Exercise objective:
Continue the opinion piece on global warming and energy technology, starting right after its last sentence.
** Opening Excerpt block **
Andrew Argyle: Energy panaceas collide wth Scandinavian wealth distribution

canary wharfsluline © david cliff, cc licence

The basic proposition that higher levels of atmospheric CO2 are likely to cause modest warming of the order of 1C is reasonably well-established and only a handful of people [which does not include the writer] challenge it.

The idea however that we are on the cusp of catastrophic global warming or anything like it is ultimately feasible but, for many, much harder to swallow.

Sceptical scientists ask to see evidence, to which the standard response is that ‘the science is settled’ and doubters should refer to climate computer model forecasts issued by the Intergovernmental Panel on Climate Change [IPCC].

Computer model predictions, sadly, are only as good as the assumptions and constructs upon which the models are built and the time-honoured computing admonition ‘GIGO’ [garbage in, garbage out], applies, ‘with knobs on’.

Suffice it to say, considerable controversy exists around the IPCC and their predictions of calamitous climatic consequences stemming from rising levels of atmospheric CO2 which, with time, are becoming steadily less dramatic.

Many, nonetheless, believe ‘the technology exists’ to build a green shangri-la in which nobody ever uses any energy again. This is delusional. These folks sound like the intro to the 1980s television show ‘The Six Million Dollar Man’ ['We have the technology, we can rebuild him.'].
** Closing Excerpt block **
** Opening Given entries block **
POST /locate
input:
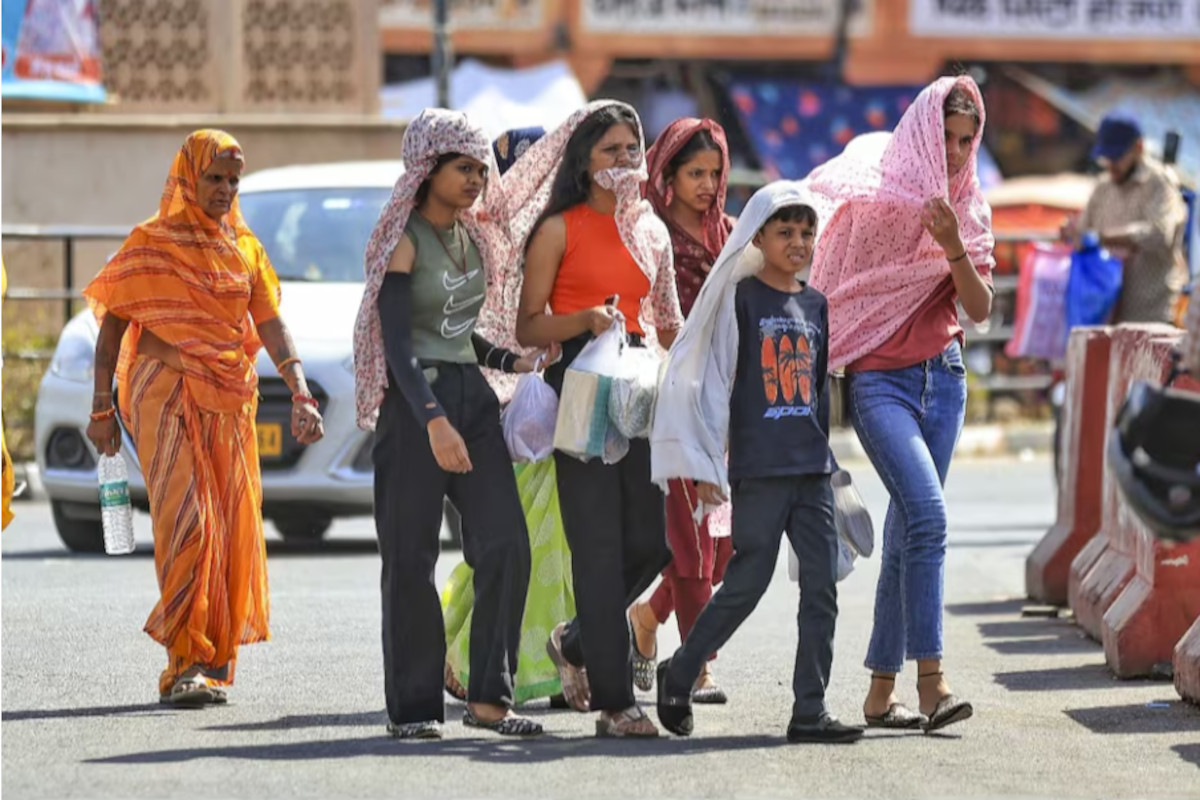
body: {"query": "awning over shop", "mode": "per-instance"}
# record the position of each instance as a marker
(1161, 104)
(498, 98)
(51, 52)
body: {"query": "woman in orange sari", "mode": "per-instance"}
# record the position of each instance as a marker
(184, 307)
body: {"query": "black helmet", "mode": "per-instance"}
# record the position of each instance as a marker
(1155, 456)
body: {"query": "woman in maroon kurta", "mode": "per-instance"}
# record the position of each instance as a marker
(689, 169)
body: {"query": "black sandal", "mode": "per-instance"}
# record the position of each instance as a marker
(898, 716)
(711, 695)
(675, 710)
(427, 729)
(949, 709)
(507, 726)
(454, 689)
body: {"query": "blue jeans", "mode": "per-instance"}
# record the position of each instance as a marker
(909, 421)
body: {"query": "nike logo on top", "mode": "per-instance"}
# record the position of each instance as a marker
(457, 281)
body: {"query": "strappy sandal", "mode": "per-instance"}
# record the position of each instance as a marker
(643, 667)
(711, 695)
(630, 723)
(426, 729)
(675, 710)
(454, 687)
(898, 716)
(189, 691)
(574, 680)
(507, 726)
(949, 709)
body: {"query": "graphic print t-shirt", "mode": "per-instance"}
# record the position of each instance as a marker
(779, 410)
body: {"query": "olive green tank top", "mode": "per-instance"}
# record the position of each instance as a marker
(445, 299)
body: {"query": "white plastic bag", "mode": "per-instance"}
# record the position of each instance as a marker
(634, 391)
(582, 428)
(528, 422)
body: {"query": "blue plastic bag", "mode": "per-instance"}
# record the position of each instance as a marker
(1095, 286)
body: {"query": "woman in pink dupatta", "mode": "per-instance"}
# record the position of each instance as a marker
(909, 235)
(689, 170)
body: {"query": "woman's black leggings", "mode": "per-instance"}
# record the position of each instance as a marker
(408, 495)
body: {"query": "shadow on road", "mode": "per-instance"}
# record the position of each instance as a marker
(1036, 636)
(491, 750)
(142, 709)
(1165, 716)
(309, 721)
(1191, 753)
(1007, 527)
(1063, 679)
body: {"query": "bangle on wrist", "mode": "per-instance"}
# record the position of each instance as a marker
(287, 362)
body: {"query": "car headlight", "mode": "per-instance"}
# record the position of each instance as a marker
(75, 358)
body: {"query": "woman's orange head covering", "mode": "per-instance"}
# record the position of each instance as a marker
(193, 283)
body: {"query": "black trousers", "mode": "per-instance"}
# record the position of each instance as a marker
(763, 509)
(408, 497)
(615, 518)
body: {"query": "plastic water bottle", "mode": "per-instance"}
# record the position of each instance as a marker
(114, 505)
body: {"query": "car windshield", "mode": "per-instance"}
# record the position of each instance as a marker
(315, 234)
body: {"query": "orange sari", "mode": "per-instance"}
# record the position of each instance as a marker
(198, 286)
(10, 479)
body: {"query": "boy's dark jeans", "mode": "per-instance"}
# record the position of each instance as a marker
(763, 509)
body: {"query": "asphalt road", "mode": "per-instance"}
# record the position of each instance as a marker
(81, 714)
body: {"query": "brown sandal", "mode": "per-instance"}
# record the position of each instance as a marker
(630, 723)
(948, 710)
(574, 679)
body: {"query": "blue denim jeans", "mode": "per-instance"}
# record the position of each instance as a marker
(909, 421)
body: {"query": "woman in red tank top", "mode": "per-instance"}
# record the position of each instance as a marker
(595, 248)
(689, 169)
(909, 235)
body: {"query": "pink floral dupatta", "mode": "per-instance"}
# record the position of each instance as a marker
(526, 194)
(435, 132)
(874, 260)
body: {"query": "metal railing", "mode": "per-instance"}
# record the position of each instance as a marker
(69, 235)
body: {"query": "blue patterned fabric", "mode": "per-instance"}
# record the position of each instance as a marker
(796, 126)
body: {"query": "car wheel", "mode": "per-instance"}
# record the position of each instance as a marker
(303, 529)
(78, 525)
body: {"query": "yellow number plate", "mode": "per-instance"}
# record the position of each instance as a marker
(270, 440)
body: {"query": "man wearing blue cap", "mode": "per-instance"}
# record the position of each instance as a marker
(1139, 215)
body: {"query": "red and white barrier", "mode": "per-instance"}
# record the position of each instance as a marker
(1048, 567)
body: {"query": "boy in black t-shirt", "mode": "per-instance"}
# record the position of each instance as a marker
(779, 468)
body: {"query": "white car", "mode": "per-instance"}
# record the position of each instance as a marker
(315, 222)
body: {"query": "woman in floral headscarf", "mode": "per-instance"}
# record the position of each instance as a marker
(184, 307)
(550, 597)
(594, 247)
(689, 170)
(909, 238)
(432, 263)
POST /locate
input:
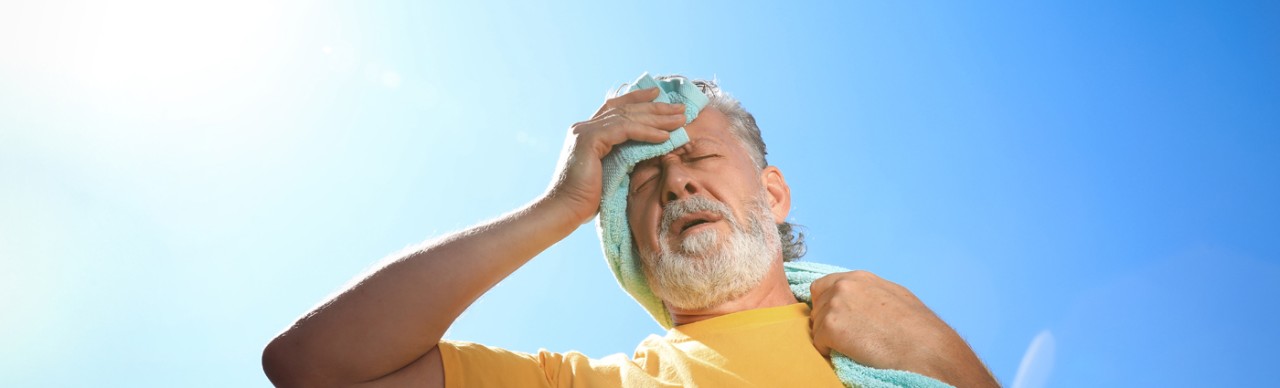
** Closing Given entries block **
Task answer:
It’s true, of course, technology provides a marvellous fillip to our lives – how long is it since we put a man on the Moon, for God’s sake? So why don’t we just get on and do it?

It’s no good saying ‘the capitalists won’t permit it’ because capitalists are already ‘up to their ocksters’ in the so-called ‘green economy’.

The real problem with all these things is nobody can afford them except the rich. The ‘technology exists’ to holiday on the Moon yet we don’t make a habit of it. If installing insulation in a house is cost-effective, fine, if it isn’t, it’s actually a waste of resources; we would be better spending our money on something else, such as cheap electricity for those who need it, like the ‘fuel poor’, about thirty thousand of whom die, annually, of cold during UK winters.

Someone asked recently, ‘How many lives are you prepared to sacrifice by continuing to burn coal for electricity?”‘

My answer to that is ‘How many lives are YOU prepared to sacrifice by NOT burning coal, keeping shale gas in the ground and attempting to fill the energy gap with non-fossil fuel energy at twice and three times the price?’

Last winter saw 31,000 UK deaths caused by lack of warmth. That is the reality.

Where exactly are all these lives referred to being ‘sacrificed by continuing to burn coal for electricity’? If they’re in and around coal mining, then mining conditions need to improve – which will raise the cost of coal, which would help to improve the relative expense of non-fossil alternatives.

Or should we take into account the saving to the nation in NHS and care costs because the vast majority of those who died were over 75?

All this wishful thinking is often expressed in the context of a desire to progress toward Scandinavian-style income distribution which, akin to ‘saving the planet’, is another attempt to seize the moral high ground, saying ‘See, I’m better than you/them, I CARE.’ As if others do not.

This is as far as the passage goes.